+++ The data

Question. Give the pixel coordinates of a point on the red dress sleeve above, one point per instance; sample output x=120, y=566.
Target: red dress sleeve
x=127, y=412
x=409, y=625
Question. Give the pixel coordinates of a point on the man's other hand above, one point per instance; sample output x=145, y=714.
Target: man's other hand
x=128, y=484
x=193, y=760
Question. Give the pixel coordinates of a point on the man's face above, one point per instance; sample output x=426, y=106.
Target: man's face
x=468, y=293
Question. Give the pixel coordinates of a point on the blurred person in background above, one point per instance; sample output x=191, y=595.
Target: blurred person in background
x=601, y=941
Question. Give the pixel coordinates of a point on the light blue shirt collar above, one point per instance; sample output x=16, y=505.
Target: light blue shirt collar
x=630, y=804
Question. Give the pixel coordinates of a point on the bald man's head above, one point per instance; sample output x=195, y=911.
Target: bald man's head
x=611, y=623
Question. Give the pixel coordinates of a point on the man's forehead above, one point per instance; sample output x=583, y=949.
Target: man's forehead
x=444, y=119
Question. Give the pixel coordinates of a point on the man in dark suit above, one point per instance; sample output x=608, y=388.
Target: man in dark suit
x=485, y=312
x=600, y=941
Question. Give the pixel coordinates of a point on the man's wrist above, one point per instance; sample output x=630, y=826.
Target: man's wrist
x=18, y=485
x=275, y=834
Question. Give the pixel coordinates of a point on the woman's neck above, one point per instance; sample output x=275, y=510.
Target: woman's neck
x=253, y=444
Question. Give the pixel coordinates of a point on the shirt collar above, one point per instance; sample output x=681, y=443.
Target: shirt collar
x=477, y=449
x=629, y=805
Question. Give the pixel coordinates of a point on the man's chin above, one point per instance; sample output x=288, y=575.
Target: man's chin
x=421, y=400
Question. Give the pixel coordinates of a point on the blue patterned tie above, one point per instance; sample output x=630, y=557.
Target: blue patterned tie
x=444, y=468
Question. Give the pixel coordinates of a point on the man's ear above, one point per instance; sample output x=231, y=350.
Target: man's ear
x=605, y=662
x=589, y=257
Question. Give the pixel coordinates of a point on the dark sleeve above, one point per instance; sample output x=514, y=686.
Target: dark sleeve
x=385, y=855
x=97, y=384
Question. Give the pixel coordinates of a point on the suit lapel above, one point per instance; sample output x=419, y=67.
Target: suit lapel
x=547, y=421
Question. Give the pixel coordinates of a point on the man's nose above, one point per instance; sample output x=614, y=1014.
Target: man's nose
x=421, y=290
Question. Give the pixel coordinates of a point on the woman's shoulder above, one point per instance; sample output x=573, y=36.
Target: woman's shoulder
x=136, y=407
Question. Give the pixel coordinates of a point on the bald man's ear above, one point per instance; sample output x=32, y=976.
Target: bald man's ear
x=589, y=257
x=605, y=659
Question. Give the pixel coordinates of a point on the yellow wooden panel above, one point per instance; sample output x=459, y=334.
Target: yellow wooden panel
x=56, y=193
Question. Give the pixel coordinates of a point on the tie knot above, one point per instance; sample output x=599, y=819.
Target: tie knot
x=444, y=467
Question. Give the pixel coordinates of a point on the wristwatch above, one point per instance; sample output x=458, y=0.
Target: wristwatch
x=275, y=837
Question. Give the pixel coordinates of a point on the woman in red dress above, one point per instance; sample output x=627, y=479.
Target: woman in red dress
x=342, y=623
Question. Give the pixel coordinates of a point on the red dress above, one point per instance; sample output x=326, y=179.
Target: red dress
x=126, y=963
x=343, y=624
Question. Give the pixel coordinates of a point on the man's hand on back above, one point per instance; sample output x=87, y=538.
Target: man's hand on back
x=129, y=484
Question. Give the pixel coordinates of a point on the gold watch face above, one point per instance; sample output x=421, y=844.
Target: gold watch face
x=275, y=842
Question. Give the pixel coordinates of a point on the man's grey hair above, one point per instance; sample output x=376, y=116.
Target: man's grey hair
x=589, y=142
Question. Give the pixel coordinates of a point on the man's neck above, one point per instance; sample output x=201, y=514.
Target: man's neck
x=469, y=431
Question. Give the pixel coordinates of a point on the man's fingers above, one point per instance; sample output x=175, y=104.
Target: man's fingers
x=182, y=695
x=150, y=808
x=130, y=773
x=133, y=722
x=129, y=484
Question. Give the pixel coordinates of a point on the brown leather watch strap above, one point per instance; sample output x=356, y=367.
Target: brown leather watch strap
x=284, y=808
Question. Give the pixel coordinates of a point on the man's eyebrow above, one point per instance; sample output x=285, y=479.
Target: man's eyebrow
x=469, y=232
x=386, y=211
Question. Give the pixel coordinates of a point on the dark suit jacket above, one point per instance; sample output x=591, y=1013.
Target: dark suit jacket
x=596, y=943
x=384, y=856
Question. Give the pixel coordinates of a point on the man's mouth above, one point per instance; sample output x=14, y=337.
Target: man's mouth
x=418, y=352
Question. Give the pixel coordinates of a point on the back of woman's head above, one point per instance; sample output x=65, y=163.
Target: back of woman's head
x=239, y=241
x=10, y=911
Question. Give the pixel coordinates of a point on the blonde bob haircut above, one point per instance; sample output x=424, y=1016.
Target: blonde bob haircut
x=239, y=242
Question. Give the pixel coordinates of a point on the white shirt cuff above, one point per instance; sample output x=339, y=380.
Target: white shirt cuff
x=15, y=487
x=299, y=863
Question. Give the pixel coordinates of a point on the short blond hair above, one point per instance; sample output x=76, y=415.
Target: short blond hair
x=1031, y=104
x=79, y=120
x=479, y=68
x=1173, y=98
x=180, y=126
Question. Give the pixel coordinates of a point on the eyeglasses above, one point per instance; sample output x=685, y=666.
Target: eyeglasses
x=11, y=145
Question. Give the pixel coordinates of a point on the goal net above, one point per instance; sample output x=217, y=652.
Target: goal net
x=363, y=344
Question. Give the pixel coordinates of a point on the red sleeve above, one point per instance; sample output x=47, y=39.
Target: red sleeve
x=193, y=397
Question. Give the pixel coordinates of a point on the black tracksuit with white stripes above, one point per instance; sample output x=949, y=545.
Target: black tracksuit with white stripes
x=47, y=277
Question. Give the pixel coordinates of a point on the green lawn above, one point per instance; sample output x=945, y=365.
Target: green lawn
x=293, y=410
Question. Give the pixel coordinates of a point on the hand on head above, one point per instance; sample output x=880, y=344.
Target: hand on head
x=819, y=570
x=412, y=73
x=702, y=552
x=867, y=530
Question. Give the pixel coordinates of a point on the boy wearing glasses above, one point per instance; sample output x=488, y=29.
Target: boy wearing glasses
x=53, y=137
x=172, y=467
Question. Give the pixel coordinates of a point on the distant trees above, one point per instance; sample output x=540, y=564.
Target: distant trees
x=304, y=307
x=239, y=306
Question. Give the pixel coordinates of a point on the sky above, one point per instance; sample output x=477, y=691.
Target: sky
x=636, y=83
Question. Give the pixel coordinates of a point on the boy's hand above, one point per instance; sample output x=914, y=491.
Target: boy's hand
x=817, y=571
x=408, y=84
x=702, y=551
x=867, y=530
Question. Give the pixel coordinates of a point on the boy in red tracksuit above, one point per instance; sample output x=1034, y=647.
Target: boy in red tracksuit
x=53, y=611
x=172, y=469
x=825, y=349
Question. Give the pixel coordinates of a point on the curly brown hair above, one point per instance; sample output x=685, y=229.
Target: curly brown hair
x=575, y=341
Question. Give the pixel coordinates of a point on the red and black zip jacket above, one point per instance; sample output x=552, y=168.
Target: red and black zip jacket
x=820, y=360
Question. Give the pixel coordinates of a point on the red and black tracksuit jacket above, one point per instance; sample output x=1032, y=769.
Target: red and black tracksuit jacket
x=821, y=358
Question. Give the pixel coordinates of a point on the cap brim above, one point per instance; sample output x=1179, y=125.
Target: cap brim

++++++

### [Task objective]
Return, from the material above, every line with the word "brim".

### [Finished task]
Question. Give the pixel coordinates of a point on the cap brim above, one point per instance; sample output x=1179, y=125.
Target: cap brim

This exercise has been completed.